### DESCRIPTION OF THE TASK
If a record holds a picture, drop the picture and repeat everything else word for word.

┄┄┄┄┄┄

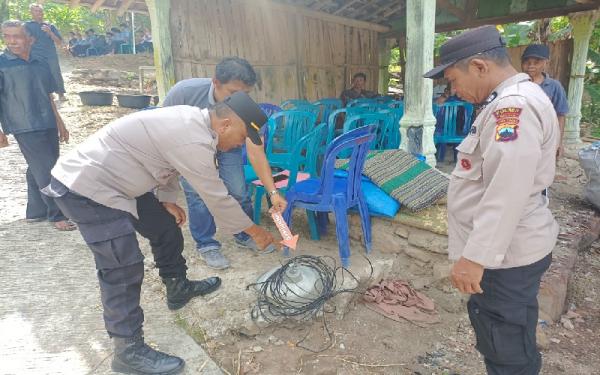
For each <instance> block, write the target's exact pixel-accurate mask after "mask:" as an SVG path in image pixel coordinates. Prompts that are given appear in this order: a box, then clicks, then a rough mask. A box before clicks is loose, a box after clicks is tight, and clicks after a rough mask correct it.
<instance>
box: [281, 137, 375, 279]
mask: <svg viewBox="0 0 600 375" xmlns="http://www.w3.org/2000/svg"><path fill="white" fill-rule="evenodd" d="M375 130H376V128H375V127H374V126H364V127H361V128H358V129H355V130H352V131H351V132H349V133H346V134H342V135H341V136H339V137H337V138H336V139H334V140H333V141H332V143H331V144H330V145H329V147H328V148H327V152H326V153H325V159H324V160H325V161H324V164H323V168H322V171H321V177H320V178H318V179H316V178H311V179H308V180H305V181H302V182H298V183H296V184H295V185H294V186H292V187H291V188H290V189H289V190H288V192H287V194H286V199H287V201H288V206H287V208H286V210H285V211H284V213H283V218H284V220H285V221H286V223H287V224H288V225H289V226H291V225H292V211H293V210H294V208H295V207H301V208H304V209H306V210H307V211H314V212H319V213H325V212H334V214H335V218H336V220H335V224H336V232H337V239H338V244H339V254H340V259H341V261H342V265H343V266H344V267H349V266H350V246H349V243H348V242H349V237H348V217H347V213H348V209H350V208H352V207H354V206H358V210H359V213H360V218H361V224H362V229H363V238H364V244H365V248H366V250H367V253H370V252H371V218H370V217H369V212H368V208H367V204H366V202H365V197H364V195H363V192H362V189H361V172H362V169H363V166H364V163H365V160H366V157H367V153H368V152H369V148H370V145H371V143H372V142H373V139H374V138H375ZM346 150H351V153H352V155H351V157H350V160H349V164H348V177H347V178H339V177H338V178H336V177H335V176H334V172H335V160H336V158H337V156H338V155H339V154H340V152H342V151H346ZM323 217H324V216H323V215H320V218H323ZM309 220H310V219H309ZM319 224H322V225H323V226H324V224H325V220H319ZM320 229H322V231H323V232H324V231H325V228H324V227H321V228H320ZM284 251H285V254H286V255H289V249H287V248H285V249H284Z"/></svg>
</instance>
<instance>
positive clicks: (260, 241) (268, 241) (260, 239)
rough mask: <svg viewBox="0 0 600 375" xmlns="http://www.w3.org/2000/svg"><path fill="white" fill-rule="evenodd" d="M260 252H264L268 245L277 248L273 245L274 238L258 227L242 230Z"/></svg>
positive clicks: (266, 230)
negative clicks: (257, 248)
mask: <svg viewBox="0 0 600 375" xmlns="http://www.w3.org/2000/svg"><path fill="white" fill-rule="evenodd" d="M244 232H246V233H247V234H248V235H249V236H250V237H252V239H253V240H254V242H256V245H258V247H259V248H260V249H261V250H265V249H266V248H267V247H268V246H269V245H273V246H276V247H279V246H278V245H277V244H275V238H273V235H272V234H271V233H269V232H268V231H267V230H265V229H263V228H261V227H259V226H258V225H253V226H251V227H250V228H248V229H246V230H244Z"/></svg>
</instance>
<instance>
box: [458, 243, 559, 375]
mask: <svg viewBox="0 0 600 375" xmlns="http://www.w3.org/2000/svg"><path fill="white" fill-rule="evenodd" d="M551 262H552V254H548V255H547V256H546V257H544V258H543V259H541V260H539V261H537V262H535V263H533V264H530V265H527V266H523V267H515V268H508V269H496V270H488V269H486V270H485V271H484V273H483V279H482V281H481V289H483V294H473V295H472V296H471V298H470V299H469V302H468V303H467V310H468V312H469V318H470V320H471V325H472V326H473V329H474V330H475V335H476V337H477V345H476V348H477V350H478V351H479V352H480V353H481V354H482V355H483V357H484V358H485V365H486V368H487V372H488V374H490V375H537V374H539V372H540V369H541V367H542V357H541V355H540V353H539V351H538V350H537V348H536V339H535V330H536V327H537V320H538V302H537V294H538V292H539V289H540V281H541V278H542V275H543V274H544V272H546V270H547V269H548V267H549V266H550V263H551Z"/></svg>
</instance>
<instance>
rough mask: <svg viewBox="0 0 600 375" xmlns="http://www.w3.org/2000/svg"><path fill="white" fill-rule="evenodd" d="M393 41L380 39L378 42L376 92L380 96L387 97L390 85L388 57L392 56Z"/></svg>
mask: <svg viewBox="0 0 600 375" xmlns="http://www.w3.org/2000/svg"><path fill="white" fill-rule="evenodd" d="M393 45H394V40H393V39H380V40H379V41H378V49H379V84H378V85H377V91H378V92H379V94H381V95H387V91H388V86H389V84H390V57H391V55H392V47H393Z"/></svg>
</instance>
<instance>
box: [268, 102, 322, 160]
mask: <svg viewBox="0 0 600 375" xmlns="http://www.w3.org/2000/svg"><path fill="white" fill-rule="evenodd" d="M316 121H317V115H316V114H314V113H310V112H304V111H296V110H288V111H281V112H278V113H275V114H273V115H271V117H269V121H268V122H267V124H268V127H267V133H268V134H267V135H268V137H267V138H266V139H267V141H266V146H267V147H266V149H265V152H266V154H267V160H269V164H271V166H272V167H282V168H285V167H286V166H287V165H288V161H289V158H290V152H291V151H292V149H293V148H294V146H295V145H296V144H297V143H298V142H299V141H300V139H301V138H302V137H304V136H305V135H307V134H308V133H310V132H311V131H312V130H313V129H314V128H315V123H316Z"/></svg>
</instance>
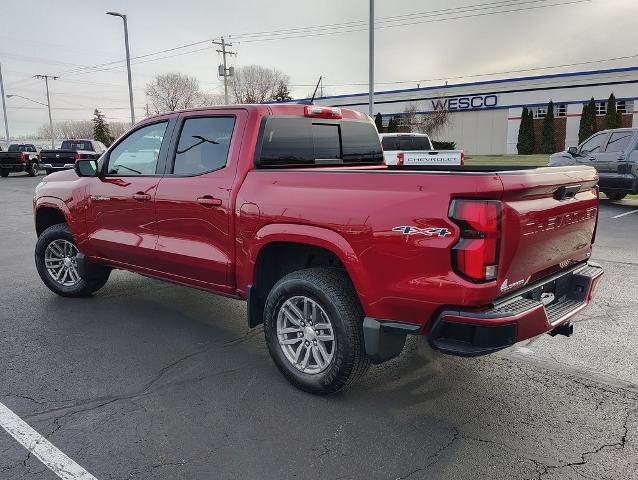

┄┄┄┄┄┄

### RESULT
For each <instance> block, write the target's exact pixel-accurate mask after "mask:" as an SVG path in image pixel coordinates. Prompts that are given appear in this order: a box, then clicks, then a rough mask. A box before clicks is loose, a box after clicks is tight, and clicks after a rough mask correct it.
<instance>
box: [281, 137, 375, 279]
mask: <svg viewBox="0 0 600 375" xmlns="http://www.w3.org/2000/svg"><path fill="white" fill-rule="evenodd" d="M375 130H376V128H375V127H374V126H364V127H361V128H358V129H355V130H352V131H351V132H349V133H346V134H342V135H341V136H339V137H337V138H336V139H334V140H333V141H332V143H331V144H330V145H329V147H328V148H327V152H326V153H325V159H324V160H325V161H324V164H323V168H322V171H321V177H320V178H318V179H316V178H311V179H308V180H305V181H302V182H298V183H296V184H295V185H294V186H292V187H291V188H290V189H289V190H288V192H287V194H286V199H287V201H288V206H287V208H286V210H285V211H284V213H283V218H284V220H285V221H286V223H287V224H288V225H289V226H291V225H292V211H293V210H294V208H295V207H301V208H304V209H306V210H307V211H314V212H319V213H325V212H334V214H335V218H336V220H335V224H336V232H337V239H338V244H339V254H340V259H341V261H342V265H343V266H344V267H349V266H350V246H349V243H348V242H349V237H348V217H347V213H348V209H350V208H352V207H354V206H358V210H359V213H360V218H361V224H362V229H363V238H364V244H365V248H366V250H367V253H370V252H371V218H370V217H369V212H368V208H367V204H366V202H365V197H364V195H363V192H362V189H361V172H362V169H363V166H364V163H365V160H366V157H367V153H368V152H369V148H370V145H371V143H372V142H373V139H374V138H375ZM346 150H351V153H352V155H351V157H350V160H349V164H348V177H347V178H339V177H338V178H336V177H335V176H334V172H335V160H336V158H337V156H338V155H339V154H340V152H342V151H346ZM323 217H324V216H323V215H320V218H323ZM309 220H310V219H309ZM319 224H322V225H323V226H324V224H325V220H319ZM320 229H322V231H323V232H324V231H325V228H324V227H321V228H320ZM284 251H285V254H286V255H289V249H287V248H285V249H284Z"/></svg>
</instance>
<instance>
positive clicks: (260, 241) (268, 241) (260, 239)
rough mask: <svg viewBox="0 0 600 375" xmlns="http://www.w3.org/2000/svg"><path fill="white" fill-rule="evenodd" d="M260 252H264L268 245L277 248L273 245L274 238L258 227L242 230Z"/></svg>
positive clicks: (266, 230)
negative clicks: (257, 248)
mask: <svg viewBox="0 0 600 375" xmlns="http://www.w3.org/2000/svg"><path fill="white" fill-rule="evenodd" d="M244 232H246V233H247V234H248V235H249V236H250V237H252V239H253V240H254V242H256V245H258V247H259V248H260V249H261V250H265V249H266V248H267V247H268V246H269V245H273V246H276V247H279V246H278V245H277V244H275V238H273V235H272V234H271V233H269V232H268V231H267V230H265V229H263V228H261V227H259V226H258V225H253V226H251V227H250V228H248V229H246V230H244Z"/></svg>
</instance>
<instance>
box: [458, 243, 559, 375]
mask: <svg viewBox="0 0 600 375" xmlns="http://www.w3.org/2000/svg"><path fill="white" fill-rule="evenodd" d="M551 262H552V254H548V255H547V256H546V257H544V258H543V259H541V260H539V261H537V262H535V263H533V264H530V265H527V266H523V267H515V268H508V269H496V270H488V269H486V270H485V271H484V273H483V279H482V281H481V289H483V294H473V295H472V296H471V298H470V299H469V302H468V303H467V310H468V312H469V318H470V320H471V325H472V326H473V329H474V330H475V335H476V337H477V345H476V348H477V350H478V351H479V352H480V353H481V354H482V355H483V357H484V358H485V365H486V368H487V372H488V374H490V375H537V374H539V372H540V369H541V367H542V357H541V355H540V353H539V351H538V350H537V348H536V339H535V330H536V327H537V320H538V302H537V294H538V292H539V289H540V281H541V278H542V275H543V274H544V272H546V270H547V269H548V267H549V266H550V263H551Z"/></svg>
</instance>
<instance>
rough mask: <svg viewBox="0 0 600 375" xmlns="http://www.w3.org/2000/svg"><path fill="white" fill-rule="evenodd" d="M393 41L380 39L378 42L376 92L380 96L387 97L390 85L388 57L392 56Z"/></svg>
mask: <svg viewBox="0 0 600 375" xmlns="http://www.w3.org/2000/svg"><path fill="white" fill-rule="evenodd" d="M393 45H394V40H393V39H380V40H379V41H378V49H379V84H378V85H377V91H378V92H379V94H381V95H387V91H388V86H389V84H390V57H391V55H392V47H393Z"/></svg>
</instance>
<instance>
box: [268, 102, 322, 160]
mask: <svg viewBox="0 0 600 375" xmlns="http://www.w3.org/2000/svg"><path fill="white" fill-rule="evenodd" d="M316 121H317V115H316V114H314V113H310V112H304V111H296V110H288V111H281V112H278V113H275V114H273V115H271V117H269V121H268V122H267V124H268V127H267V133H268V134H267V135H268V137H267V138H266V139H267V141H266V146H267V147H266V149H265V152H266V154H267V160H269V164H271V166H272V167H282V168H285V167H286V166H287V165H288V161H289V158H290V152H291V151H292V149H293V148H294V146H295V145H296V144H297V143H298V142H299V141H300V139H301V138H302V137H304V136H305V135H307V134H308V133H310V132H311V131H312V130H313V129H314V128H315V123H316Z"/></svg>
</instance>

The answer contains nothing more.